DOCUMENT SECTION section start
On Monday night, the Senate Judiciary Committee announced that Christine Blasey Ford would have the opportunity to testify at a public hearing next Monday about her accusation that Brett Kavanaugh sexually assaulted her when the two were high-school students, and Kavanaugh will have a chance to respond.
But the senators weighing the claims can’t seem to articulate any objective standards or a burden of proof that must be met. Arizona Republican senator Jeff Flake said he would vote against Kavanaugh if he concludes the allegation is true. But he didn’t provide any specifics about how he would assess the veracity of the claim of assault from 1982, which Ford did not mention to anyone until 2012.
“It’s very difficult,” Flake said, when asked about how he would evaluate the claim. “It’s the process we have,” he said of public hearings. “What I just insisted on is that we not have a vote. I would have voted ‘no’ this week, absent her being able to tell her story. So I’m glad she’s going to be able to. I may conclude afterwards that you know he should go on and fill that seat. I may not.”
Democratic senator Tim Kaine of Virginia, who has already decided to vote against Kavanaugh, said that “elements of the charge” have “validation and corroboration,” specifically citing the fact that Ford had told a therapist about an assault in 2012 (though Kavanaugh is not mentioned by name in the therapist’s notes) and that the alleged accomplice in the assault, Mark Judge, has “written a book about how he went through high school blackout drinking.”
When I asked Kaine if there was anything a truly innocent person could do to prove his innocence here, Kaine replied: “That’s kind of very hypothetical.”
When Democratic senator and Judiciary Committee member Richard Blumenthal of Connecticut was asked how he would evaluate the accusation, he seemed to have already made his mind up. “I believe the survivor,” Blumenthal said. “This woman has demonstrated that she’s willing to endure a nightmare of intense and hostile scrutiny.”
But Blumenthal couldn’t say how an innocent person could clear his name in these circumstances:
Blumenthal: You know, this nominee is for the highest court in the land. And a lifetime appointment. There’s no margin of error here.
TWS: So there’s no way to prove your innocence here?
Blumenthal: We need to do the full fact-finding, and I’m not speculating on what the standard should be. But we need to know the facts.
DOCUMENT SECTION section end
EXCERPTED DATA section start
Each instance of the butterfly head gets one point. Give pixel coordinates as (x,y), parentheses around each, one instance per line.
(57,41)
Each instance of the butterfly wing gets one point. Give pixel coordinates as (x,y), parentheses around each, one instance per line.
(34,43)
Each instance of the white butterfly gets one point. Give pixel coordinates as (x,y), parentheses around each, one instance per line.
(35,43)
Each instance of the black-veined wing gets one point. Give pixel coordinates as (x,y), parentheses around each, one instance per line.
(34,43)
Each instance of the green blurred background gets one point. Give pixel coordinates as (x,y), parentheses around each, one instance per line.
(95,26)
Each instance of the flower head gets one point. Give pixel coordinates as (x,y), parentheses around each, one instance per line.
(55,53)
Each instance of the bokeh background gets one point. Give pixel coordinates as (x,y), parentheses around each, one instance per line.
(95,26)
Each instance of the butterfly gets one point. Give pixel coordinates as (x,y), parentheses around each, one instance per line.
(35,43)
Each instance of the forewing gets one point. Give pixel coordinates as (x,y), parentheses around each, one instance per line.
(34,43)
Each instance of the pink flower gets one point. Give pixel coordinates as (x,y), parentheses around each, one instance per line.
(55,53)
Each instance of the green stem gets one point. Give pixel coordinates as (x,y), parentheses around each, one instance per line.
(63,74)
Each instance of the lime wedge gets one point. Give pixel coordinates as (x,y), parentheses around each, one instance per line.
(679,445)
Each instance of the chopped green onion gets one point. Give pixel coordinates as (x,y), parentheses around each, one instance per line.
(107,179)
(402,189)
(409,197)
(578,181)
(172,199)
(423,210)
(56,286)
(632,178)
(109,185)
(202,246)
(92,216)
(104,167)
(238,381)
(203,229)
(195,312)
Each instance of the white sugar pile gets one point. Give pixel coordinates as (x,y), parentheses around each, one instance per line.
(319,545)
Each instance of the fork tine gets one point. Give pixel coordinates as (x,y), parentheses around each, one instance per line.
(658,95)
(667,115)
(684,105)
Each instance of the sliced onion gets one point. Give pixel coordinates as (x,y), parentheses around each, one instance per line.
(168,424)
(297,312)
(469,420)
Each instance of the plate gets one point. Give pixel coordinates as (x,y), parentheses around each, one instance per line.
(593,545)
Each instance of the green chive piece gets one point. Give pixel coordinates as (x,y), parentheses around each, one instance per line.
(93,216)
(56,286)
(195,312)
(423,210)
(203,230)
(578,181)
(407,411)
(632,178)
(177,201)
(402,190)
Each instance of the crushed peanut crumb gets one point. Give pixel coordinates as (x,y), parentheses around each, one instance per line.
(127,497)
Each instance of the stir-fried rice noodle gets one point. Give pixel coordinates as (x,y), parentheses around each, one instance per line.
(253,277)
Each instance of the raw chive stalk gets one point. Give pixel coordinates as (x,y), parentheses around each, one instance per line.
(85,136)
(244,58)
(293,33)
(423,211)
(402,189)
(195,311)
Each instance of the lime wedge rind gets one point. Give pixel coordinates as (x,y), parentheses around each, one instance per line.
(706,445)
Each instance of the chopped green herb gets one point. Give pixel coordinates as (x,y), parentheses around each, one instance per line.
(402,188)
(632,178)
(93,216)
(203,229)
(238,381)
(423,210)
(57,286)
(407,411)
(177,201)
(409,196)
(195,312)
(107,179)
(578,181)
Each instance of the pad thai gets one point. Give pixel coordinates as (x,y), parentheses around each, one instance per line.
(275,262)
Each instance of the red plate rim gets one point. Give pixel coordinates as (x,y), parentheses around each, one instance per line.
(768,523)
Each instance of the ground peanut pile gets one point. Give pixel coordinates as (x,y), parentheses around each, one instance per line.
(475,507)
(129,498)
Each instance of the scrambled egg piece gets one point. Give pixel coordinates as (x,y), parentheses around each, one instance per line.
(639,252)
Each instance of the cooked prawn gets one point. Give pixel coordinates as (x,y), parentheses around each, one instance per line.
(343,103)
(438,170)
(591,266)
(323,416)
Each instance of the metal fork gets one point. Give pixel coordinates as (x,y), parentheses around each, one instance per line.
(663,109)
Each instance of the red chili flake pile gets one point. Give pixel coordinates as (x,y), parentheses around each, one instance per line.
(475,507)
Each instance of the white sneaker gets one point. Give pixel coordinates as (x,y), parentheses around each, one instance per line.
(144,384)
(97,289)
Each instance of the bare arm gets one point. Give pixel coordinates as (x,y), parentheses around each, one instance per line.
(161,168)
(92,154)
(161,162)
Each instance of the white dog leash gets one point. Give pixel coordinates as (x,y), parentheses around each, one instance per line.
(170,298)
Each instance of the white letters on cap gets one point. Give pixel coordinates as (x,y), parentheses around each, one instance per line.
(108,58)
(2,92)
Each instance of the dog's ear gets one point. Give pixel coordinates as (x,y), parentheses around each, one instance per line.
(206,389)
EXCERPTED DATA section end
EXCERPTED DATA section start
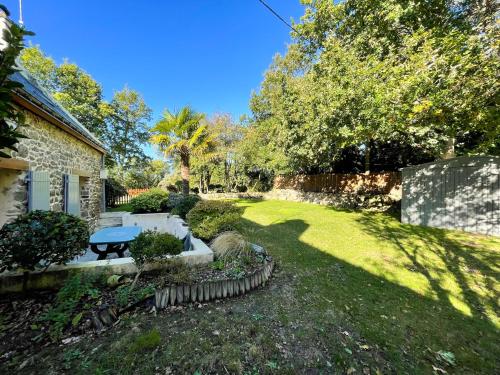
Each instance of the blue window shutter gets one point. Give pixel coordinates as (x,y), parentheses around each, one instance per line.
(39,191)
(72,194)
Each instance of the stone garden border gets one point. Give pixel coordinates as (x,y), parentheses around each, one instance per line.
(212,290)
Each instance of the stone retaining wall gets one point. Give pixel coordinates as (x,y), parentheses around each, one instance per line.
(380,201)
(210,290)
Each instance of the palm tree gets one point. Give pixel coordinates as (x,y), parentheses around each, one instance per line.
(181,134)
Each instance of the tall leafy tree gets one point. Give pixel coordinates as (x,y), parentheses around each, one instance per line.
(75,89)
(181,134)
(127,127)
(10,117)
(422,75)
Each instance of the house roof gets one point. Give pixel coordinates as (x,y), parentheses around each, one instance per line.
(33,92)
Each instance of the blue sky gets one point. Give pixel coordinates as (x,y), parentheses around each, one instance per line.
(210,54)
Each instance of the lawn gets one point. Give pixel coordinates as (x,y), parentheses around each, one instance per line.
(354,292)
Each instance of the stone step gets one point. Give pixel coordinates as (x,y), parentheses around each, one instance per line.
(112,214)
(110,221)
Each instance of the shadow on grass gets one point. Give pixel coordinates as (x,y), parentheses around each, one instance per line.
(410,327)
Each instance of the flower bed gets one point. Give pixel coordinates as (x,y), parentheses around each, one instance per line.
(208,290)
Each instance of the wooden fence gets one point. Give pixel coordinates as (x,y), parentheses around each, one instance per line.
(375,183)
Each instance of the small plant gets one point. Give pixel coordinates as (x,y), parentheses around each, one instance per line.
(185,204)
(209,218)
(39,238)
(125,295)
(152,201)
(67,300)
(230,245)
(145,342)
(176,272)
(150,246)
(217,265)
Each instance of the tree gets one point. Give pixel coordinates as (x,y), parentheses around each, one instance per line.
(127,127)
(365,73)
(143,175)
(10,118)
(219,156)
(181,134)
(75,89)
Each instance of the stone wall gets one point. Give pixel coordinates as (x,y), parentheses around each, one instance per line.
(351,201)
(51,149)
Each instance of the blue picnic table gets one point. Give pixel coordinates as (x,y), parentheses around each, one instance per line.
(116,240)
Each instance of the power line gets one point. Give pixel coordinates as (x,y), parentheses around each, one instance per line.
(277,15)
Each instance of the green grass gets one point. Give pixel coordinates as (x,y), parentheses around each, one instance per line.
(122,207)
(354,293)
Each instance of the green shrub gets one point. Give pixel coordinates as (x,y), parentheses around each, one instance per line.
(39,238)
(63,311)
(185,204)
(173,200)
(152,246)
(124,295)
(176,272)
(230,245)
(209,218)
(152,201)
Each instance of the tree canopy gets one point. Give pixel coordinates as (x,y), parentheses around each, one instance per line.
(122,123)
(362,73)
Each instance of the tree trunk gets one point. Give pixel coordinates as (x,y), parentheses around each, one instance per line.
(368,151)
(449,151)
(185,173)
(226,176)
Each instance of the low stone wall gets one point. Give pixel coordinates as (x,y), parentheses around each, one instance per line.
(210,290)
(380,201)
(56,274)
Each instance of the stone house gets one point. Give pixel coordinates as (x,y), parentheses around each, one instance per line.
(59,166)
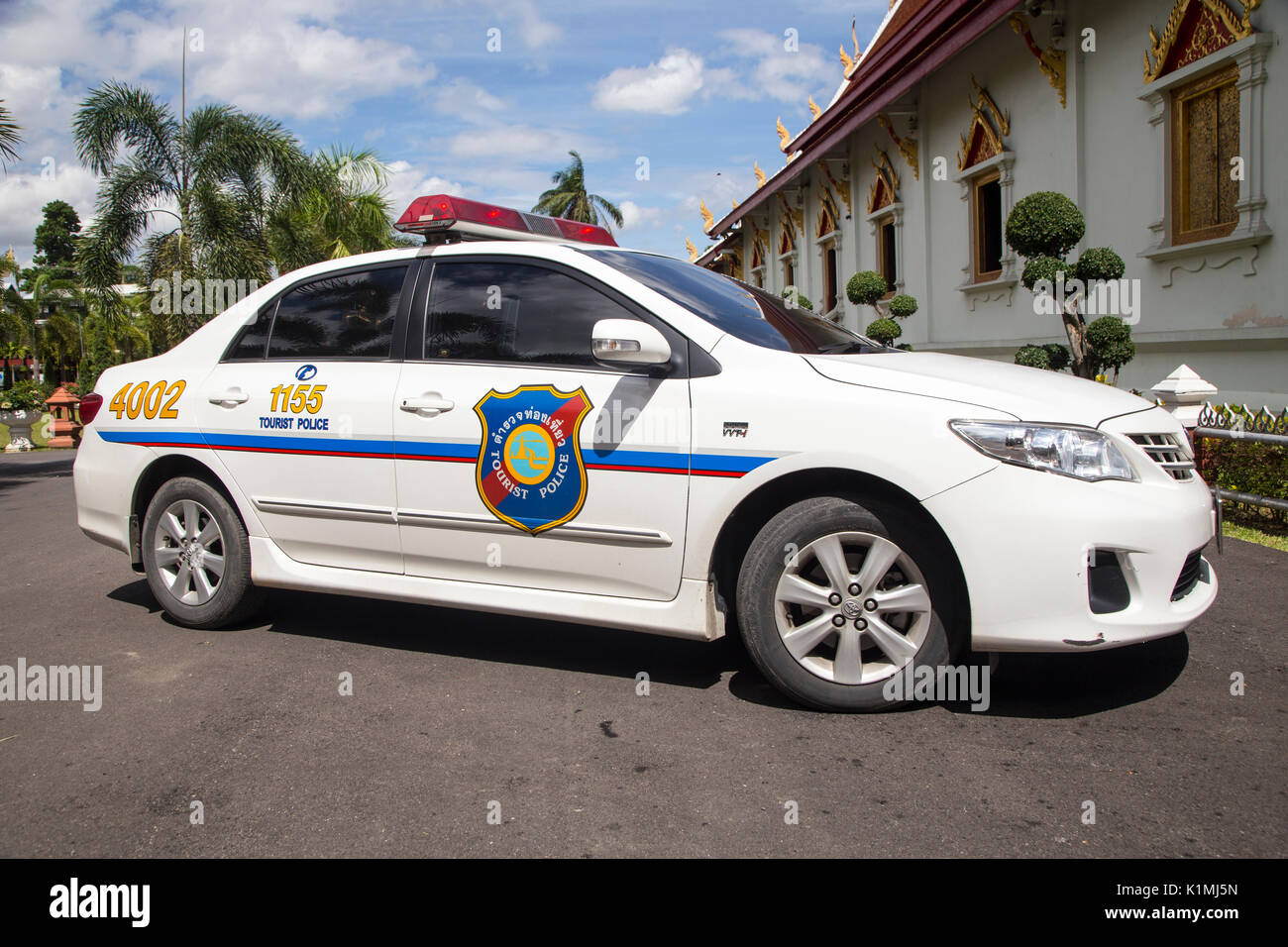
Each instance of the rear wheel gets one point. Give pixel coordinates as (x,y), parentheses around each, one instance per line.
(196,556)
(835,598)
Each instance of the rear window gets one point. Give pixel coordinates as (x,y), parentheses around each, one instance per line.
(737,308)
EXCERPTED DATA section end
EXCERPTED DATA section start
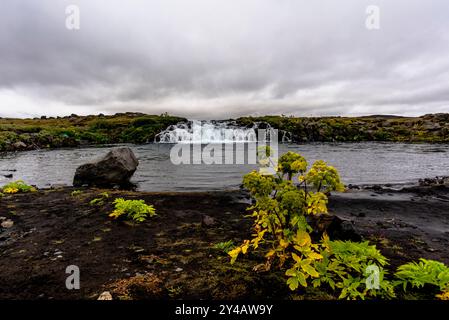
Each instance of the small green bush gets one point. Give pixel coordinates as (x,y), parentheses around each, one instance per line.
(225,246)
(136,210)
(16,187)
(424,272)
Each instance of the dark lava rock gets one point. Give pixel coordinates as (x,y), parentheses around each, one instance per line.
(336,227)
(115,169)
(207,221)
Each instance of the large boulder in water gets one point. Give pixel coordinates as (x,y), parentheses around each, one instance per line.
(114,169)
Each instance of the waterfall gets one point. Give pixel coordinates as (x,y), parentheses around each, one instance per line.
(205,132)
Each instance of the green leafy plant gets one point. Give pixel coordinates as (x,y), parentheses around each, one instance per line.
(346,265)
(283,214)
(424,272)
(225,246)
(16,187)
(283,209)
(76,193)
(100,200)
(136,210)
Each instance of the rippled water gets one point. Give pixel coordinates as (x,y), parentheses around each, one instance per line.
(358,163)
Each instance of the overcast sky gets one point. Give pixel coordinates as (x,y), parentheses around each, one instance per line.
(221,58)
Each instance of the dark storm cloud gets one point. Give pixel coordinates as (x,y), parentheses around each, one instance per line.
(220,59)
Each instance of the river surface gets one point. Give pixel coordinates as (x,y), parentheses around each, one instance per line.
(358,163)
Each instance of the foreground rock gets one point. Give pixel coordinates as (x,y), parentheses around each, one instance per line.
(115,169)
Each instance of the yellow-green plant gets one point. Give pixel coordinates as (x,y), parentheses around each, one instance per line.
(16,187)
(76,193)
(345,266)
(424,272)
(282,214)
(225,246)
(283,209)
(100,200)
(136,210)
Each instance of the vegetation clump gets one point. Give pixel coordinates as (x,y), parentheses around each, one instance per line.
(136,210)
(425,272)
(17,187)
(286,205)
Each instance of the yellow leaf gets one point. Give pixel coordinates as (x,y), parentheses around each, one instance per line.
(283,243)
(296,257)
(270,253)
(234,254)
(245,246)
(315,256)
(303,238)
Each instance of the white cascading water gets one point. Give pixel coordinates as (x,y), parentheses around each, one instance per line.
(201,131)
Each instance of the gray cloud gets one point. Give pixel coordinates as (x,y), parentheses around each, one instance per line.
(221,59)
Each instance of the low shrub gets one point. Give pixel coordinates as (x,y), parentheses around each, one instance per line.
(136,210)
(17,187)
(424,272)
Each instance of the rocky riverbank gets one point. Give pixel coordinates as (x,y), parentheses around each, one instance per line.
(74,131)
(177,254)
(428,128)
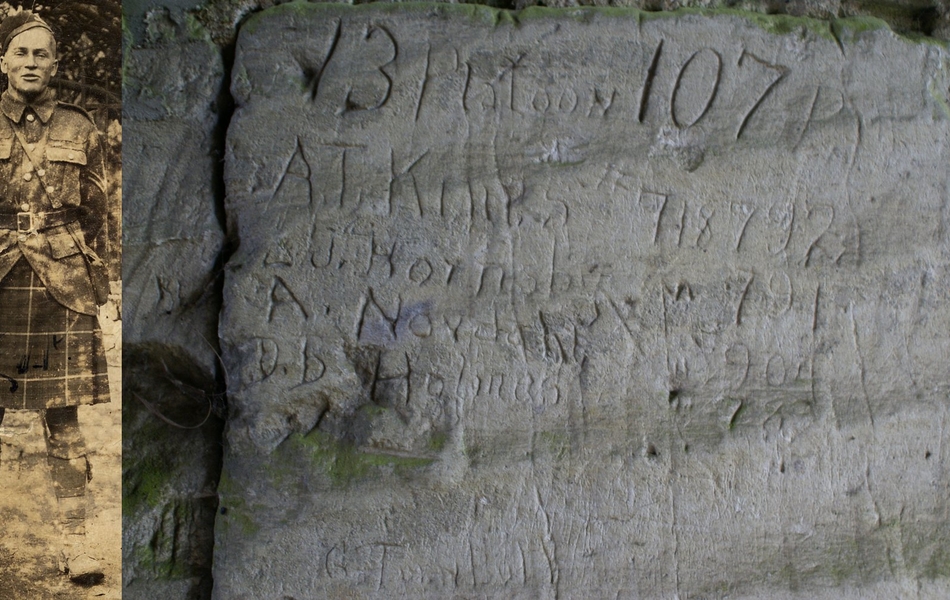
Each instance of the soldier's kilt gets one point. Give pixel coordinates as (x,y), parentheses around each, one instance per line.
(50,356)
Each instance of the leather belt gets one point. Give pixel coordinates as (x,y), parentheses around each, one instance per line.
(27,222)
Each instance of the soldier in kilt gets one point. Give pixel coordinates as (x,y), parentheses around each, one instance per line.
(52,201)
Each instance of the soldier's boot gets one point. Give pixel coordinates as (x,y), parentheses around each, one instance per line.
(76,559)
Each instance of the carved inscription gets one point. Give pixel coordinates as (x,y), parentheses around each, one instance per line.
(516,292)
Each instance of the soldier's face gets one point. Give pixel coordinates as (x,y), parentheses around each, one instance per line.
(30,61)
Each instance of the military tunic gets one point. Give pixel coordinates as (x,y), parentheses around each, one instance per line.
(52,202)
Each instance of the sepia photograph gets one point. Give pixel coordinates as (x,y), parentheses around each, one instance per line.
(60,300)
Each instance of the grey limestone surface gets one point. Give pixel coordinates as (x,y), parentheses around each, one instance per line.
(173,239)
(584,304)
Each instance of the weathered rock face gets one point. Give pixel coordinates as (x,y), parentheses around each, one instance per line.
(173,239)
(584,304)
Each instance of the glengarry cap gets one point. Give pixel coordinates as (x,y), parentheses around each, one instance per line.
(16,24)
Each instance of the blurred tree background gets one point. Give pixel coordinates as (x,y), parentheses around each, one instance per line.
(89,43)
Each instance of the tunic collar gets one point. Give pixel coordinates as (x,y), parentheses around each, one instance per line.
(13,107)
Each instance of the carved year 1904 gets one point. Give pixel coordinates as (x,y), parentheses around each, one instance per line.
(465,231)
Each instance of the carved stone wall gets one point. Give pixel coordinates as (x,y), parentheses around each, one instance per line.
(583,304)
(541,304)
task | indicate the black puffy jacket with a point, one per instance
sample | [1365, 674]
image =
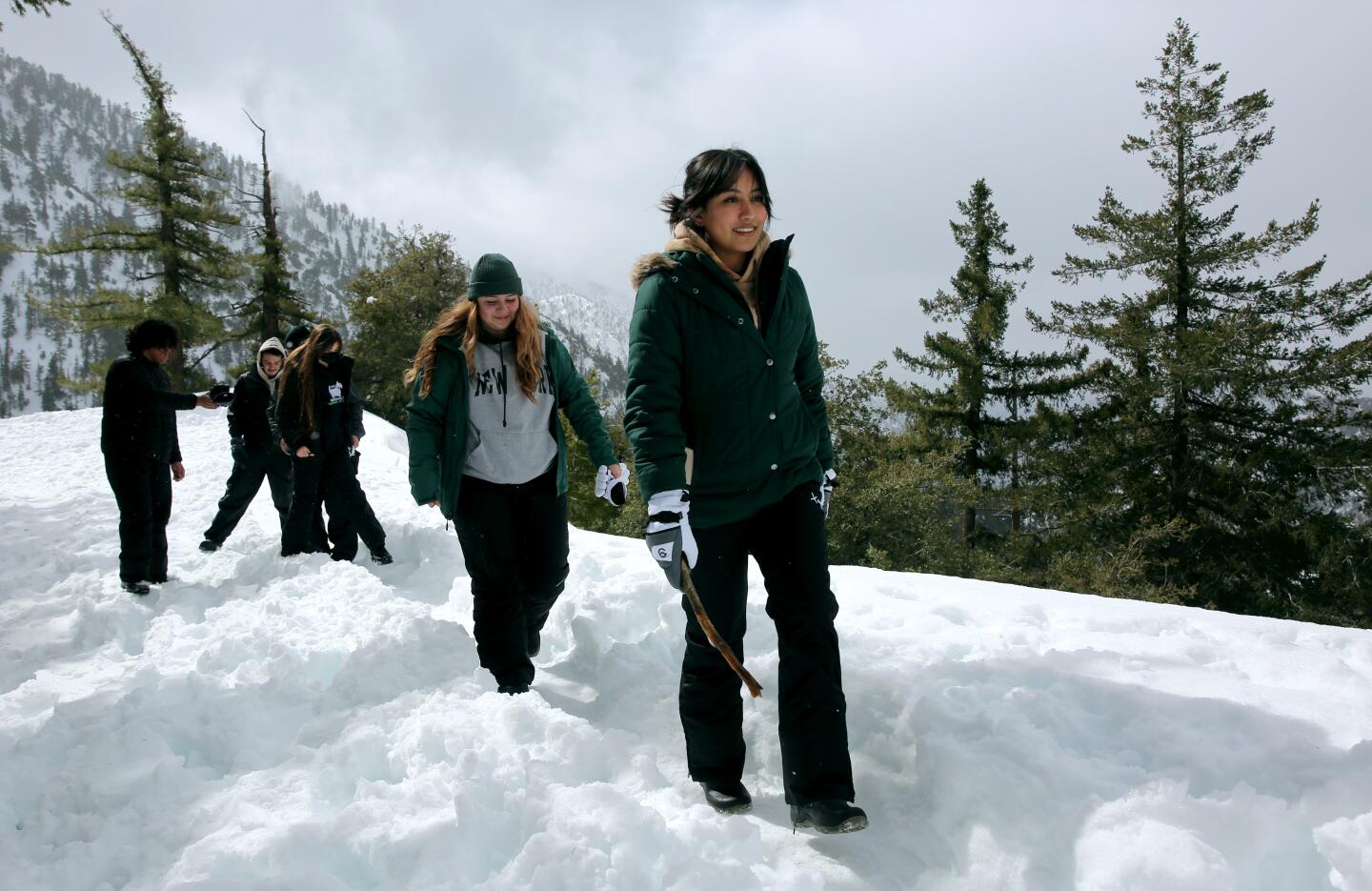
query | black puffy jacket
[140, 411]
EXCERPTED DATA section end
*WORK ORDER 1:* Reproduce the passage on the Kavanaugh hearing word for word, from "On Monday night, the" to "chance to respond.", both inclusive.
*WORK ORDER 2:* According to the passage on the Kavanaugh hearing, which Arizona Republican senator said he would vote against Kavanaugh if he concluded the allegation was true?

*EXERCISE RESPONSE 1:*
On Monday night, the Senate Judiciary Committee announced that Christine Blasey Ford would have the opportunity to testify at a public hearing next Monday about her accusation that Brett Kavanaugh sexually assaulted her when the two were high-school students, and Kavanaugh will have a chance to respond.

*EXERCISE RESPONSE 2:* Jeff Flake